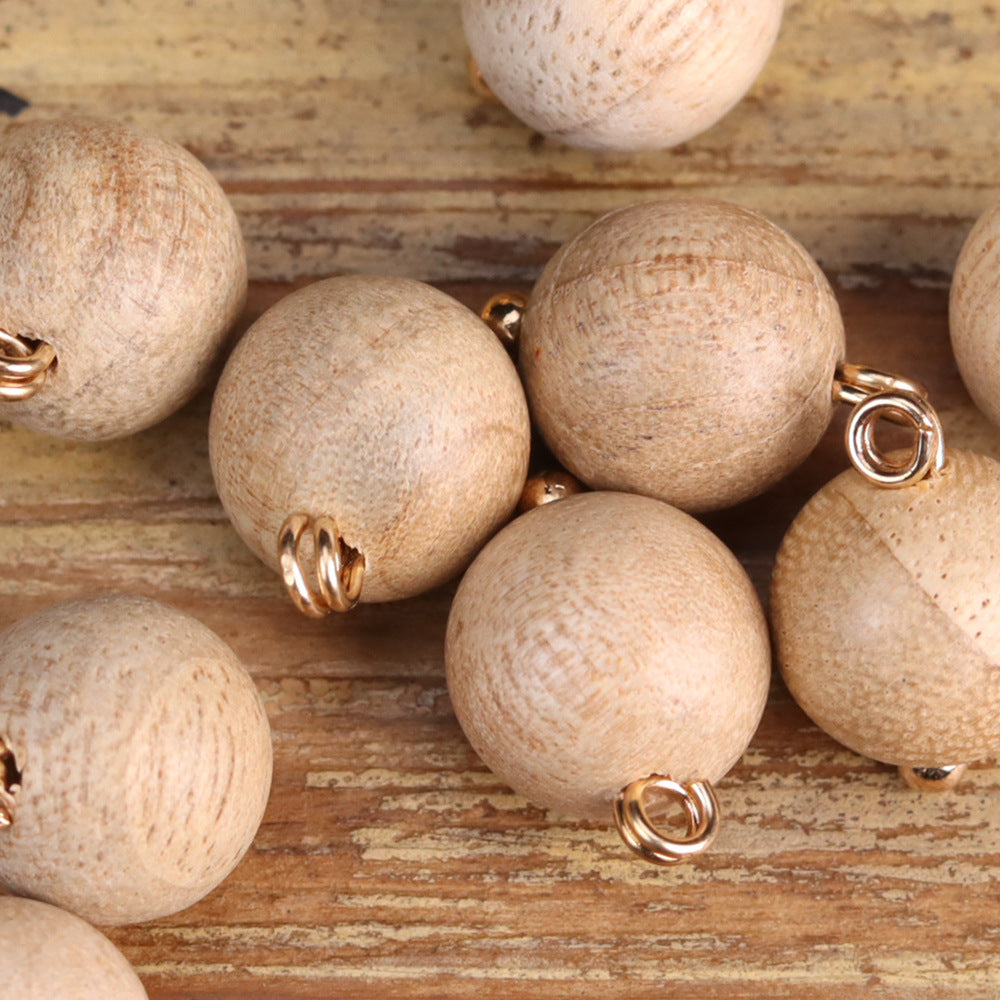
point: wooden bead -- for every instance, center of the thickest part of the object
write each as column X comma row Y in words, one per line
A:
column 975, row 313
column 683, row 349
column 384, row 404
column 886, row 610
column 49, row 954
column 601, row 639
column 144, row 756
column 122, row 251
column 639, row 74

——————————

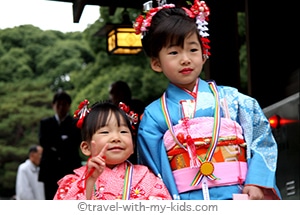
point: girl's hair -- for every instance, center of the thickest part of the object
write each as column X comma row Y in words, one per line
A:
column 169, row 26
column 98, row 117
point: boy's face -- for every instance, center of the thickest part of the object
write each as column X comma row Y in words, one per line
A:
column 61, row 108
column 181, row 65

——————————

- [Task instructions] Going through the data above, count each line that contains "thickest" and give only that figure.

- [Task solution] 3